A reflection tool to help school and teacher leaders cultivate qualities of moral leadership within themselves

Eight Inner Strengths for Leaders

School and teacher leaders use reflective questions to assess leadership strengths individually, with each other, or as a whole group, and then develop a plan for improvement.

Level: Adult
Duration: ≤ 15 minutes
My Notes: Add/Edit Notes

Planning For It

When You Might Use This Practice

  • For self-improvement or school/teacher leader development
  • To reflect on and/or establish adult norms for interaction
  • To help intentionally cultivate a positive and moral school or classroom environment

 

Time Required

  • ≤ 15 minutes over multiple sessions (consider using one set of questions at a time)

◆ Excerpted records ◆
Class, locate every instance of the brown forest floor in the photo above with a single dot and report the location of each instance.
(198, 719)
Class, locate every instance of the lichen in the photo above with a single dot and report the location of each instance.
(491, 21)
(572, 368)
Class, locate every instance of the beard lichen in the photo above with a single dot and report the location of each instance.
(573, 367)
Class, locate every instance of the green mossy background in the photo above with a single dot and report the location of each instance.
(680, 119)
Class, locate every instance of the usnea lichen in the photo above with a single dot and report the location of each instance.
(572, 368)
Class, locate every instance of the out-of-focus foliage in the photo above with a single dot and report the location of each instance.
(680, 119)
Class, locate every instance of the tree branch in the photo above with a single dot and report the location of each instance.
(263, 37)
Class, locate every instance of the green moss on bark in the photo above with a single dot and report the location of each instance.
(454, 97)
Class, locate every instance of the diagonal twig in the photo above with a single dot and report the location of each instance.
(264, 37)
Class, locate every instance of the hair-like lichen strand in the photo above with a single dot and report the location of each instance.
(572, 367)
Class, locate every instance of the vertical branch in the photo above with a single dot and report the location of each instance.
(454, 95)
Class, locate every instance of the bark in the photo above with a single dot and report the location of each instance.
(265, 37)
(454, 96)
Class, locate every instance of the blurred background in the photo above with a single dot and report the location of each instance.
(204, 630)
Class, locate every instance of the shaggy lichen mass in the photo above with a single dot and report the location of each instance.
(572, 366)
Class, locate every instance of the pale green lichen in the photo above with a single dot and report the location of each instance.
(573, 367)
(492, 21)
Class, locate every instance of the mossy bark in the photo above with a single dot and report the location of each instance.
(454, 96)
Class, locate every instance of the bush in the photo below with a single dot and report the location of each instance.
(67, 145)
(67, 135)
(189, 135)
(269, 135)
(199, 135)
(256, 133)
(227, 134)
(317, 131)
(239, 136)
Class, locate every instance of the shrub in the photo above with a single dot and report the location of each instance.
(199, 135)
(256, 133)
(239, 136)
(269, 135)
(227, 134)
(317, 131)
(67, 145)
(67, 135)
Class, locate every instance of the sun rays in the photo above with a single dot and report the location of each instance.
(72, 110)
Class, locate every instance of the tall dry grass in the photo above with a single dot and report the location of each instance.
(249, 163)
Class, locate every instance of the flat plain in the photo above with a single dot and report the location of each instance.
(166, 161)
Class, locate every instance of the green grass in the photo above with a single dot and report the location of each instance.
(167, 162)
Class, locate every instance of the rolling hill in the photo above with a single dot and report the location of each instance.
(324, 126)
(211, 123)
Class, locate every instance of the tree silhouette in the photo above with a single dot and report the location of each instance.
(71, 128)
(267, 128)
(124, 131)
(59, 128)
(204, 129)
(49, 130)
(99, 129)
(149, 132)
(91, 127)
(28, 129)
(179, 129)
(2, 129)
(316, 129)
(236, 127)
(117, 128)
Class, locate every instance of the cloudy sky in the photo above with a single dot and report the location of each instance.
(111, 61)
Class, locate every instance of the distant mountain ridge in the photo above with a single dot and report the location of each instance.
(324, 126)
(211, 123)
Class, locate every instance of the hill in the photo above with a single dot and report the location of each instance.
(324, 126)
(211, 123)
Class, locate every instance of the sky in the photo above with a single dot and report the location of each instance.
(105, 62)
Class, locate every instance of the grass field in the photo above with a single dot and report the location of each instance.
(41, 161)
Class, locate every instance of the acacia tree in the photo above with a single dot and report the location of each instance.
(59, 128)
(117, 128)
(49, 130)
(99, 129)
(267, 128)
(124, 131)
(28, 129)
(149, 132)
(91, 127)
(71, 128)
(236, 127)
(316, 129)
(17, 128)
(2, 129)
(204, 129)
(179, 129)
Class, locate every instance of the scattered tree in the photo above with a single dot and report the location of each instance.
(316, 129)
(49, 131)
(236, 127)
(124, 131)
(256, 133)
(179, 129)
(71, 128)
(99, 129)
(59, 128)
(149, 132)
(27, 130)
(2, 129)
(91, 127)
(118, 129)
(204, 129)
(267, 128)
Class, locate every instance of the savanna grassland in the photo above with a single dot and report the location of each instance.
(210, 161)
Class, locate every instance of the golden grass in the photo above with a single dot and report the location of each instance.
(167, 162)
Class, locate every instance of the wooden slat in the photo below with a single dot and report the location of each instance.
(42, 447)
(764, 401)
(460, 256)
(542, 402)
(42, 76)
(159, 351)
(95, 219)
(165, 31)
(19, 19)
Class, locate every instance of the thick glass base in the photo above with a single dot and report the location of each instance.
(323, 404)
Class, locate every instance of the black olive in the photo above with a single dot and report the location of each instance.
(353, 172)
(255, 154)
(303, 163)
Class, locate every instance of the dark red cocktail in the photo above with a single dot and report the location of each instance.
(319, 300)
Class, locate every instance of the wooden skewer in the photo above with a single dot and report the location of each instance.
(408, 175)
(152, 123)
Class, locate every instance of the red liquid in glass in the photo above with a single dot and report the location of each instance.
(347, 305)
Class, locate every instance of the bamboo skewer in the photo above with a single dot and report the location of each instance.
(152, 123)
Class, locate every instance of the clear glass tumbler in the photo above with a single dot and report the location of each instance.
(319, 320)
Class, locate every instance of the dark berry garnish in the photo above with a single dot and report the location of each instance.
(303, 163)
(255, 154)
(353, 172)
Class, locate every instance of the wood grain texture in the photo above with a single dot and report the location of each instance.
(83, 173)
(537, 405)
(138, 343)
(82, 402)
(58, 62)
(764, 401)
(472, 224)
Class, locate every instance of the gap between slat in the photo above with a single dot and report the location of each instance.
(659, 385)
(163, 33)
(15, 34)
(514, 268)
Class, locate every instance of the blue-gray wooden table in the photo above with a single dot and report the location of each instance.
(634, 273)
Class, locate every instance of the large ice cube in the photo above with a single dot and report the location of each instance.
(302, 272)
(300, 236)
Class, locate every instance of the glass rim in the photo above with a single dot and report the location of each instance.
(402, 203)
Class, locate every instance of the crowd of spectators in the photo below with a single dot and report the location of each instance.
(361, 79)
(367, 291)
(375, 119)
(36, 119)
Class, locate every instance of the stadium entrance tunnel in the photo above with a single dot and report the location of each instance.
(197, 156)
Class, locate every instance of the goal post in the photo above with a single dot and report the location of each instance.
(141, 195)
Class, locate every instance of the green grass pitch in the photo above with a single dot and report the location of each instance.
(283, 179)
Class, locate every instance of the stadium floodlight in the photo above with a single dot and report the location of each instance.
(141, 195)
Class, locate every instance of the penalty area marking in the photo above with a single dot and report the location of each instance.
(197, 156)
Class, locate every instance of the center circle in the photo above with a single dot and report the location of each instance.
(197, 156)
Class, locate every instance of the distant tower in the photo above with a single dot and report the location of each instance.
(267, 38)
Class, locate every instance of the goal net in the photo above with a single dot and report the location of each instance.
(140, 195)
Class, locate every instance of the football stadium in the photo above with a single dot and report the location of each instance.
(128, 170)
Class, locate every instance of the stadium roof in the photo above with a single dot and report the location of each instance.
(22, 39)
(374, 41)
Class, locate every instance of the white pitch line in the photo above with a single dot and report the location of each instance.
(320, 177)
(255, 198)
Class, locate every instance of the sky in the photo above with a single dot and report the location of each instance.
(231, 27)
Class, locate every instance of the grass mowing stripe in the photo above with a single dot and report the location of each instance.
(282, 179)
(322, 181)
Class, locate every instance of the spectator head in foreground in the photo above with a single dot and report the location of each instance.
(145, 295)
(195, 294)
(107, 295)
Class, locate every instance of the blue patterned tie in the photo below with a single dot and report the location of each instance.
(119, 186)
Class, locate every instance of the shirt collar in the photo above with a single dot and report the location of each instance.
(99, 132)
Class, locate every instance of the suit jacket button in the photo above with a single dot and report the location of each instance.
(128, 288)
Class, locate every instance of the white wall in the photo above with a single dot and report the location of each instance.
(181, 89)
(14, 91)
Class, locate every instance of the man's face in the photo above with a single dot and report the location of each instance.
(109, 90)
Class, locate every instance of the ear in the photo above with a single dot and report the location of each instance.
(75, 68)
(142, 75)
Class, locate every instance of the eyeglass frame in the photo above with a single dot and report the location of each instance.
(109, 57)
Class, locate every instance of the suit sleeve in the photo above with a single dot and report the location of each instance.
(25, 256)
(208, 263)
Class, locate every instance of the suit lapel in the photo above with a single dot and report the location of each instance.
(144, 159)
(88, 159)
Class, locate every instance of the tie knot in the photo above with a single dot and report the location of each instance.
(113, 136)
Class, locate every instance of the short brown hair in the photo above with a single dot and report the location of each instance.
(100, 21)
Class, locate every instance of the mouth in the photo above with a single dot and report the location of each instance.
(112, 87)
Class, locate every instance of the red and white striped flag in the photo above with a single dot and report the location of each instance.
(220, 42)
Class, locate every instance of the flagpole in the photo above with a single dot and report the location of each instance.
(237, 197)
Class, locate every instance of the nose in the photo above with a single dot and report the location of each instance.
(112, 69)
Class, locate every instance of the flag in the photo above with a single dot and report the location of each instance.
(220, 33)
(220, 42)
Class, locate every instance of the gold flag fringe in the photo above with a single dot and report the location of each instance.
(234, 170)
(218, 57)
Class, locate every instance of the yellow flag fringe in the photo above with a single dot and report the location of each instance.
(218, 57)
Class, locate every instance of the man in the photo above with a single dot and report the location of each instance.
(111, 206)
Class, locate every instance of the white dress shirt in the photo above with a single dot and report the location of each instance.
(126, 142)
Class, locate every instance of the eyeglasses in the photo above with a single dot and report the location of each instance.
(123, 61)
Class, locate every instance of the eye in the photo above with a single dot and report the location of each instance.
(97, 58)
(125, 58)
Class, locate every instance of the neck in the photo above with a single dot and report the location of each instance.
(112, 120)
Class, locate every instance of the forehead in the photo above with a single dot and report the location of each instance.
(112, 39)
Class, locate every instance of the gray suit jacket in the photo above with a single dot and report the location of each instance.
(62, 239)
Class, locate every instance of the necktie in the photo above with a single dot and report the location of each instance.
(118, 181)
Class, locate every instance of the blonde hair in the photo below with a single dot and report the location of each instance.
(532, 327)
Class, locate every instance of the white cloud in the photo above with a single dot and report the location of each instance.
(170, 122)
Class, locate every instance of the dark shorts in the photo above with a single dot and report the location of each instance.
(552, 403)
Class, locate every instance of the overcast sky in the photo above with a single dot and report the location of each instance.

◆ Exercises ◆
1 - In the Eight Inner Strengths text, what is the recommended way to use the questions across multiple sessions?
2 - Reproduce the Eight Inner Strengths text starting at "Eight Inner Strengths" and ending at "plan for improvement.".
3 - Proceed with the Eight Inner Strengths text from the point at which it stops.
The records bear no relation to the Eight Inner Strengths text.

◆ The responses ◆
1 - Use one set of questions at a time.

2 -
Eight Inner Strengths for Leaders

School and teacher leaders use reflective questions to assess leadership strengths individually, with each other, or as a whole group, and then develop a plan for improvement.

3 -
Level

  • Adult

 

Materials

 

Learning Objectives

School and teacher leaders will:

  • Examine and rate their own level of development of specific inner strengths
  • Discuss the insights people gleaned from this process
  • Use the results to identify strengths and areas for growth
  • Develop a strategic plan for personal improvement based on the results

 

Additional Supports

 

Character Strengths

  • Purpose
  • Humility
  • Benevolence
  • Moral Compass
  • Moral Courage
  • Gratitude
  • Honesty
  • Forgiveness

 

SEL Competencies

  • Self-Awareness
  • Responsible Decision-Making

 

Mindfulness Components

  • Open Awareness
  • Non-Judgment

How To Do It

Reflection Before the Practice

Before you begin (whether on your own or with a colleague or small group), pause, take a few deep, conscious breaths, and consider the following:

  • Why do I want to do this practice? Because I want to become a better leader, improve my relationships with school staff and students, cultivate a positive school climate, make the world a better place, or something else?
  • Am I ready to reflect on my inner strengths as a leader?
  • How will I navigate feelings of vulnerability if they emerge?
  • Is there a critical friend I can debrief with to get feedback?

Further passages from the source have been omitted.